- _Work item_:
Among the entries that follow, count the lines that contain the word "above" and say how many there are, writing nothing else.

BEGIN

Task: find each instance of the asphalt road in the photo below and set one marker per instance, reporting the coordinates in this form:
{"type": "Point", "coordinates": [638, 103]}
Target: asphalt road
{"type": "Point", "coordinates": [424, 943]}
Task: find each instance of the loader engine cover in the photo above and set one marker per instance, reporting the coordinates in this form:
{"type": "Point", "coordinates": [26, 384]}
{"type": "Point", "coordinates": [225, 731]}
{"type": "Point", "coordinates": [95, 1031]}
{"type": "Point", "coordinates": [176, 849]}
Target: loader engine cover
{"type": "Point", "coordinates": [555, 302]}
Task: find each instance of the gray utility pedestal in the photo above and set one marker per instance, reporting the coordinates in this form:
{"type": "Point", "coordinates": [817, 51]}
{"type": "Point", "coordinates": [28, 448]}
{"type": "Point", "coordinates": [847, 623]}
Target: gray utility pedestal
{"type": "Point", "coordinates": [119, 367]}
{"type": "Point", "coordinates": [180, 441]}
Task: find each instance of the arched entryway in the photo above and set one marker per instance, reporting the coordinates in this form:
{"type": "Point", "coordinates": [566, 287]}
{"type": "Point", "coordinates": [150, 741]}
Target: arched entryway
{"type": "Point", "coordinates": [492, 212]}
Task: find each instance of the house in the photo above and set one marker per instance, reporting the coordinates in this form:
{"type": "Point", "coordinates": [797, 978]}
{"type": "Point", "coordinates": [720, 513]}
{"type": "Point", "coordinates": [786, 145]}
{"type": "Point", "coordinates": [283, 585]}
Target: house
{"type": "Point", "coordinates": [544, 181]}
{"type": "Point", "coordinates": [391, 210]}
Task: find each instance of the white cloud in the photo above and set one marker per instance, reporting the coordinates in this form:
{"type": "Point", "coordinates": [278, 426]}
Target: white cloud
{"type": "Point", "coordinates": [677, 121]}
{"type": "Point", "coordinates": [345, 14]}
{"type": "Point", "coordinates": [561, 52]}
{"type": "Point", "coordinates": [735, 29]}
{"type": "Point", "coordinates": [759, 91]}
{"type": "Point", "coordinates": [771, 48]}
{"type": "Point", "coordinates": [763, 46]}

END

- _Finished exercise_:
5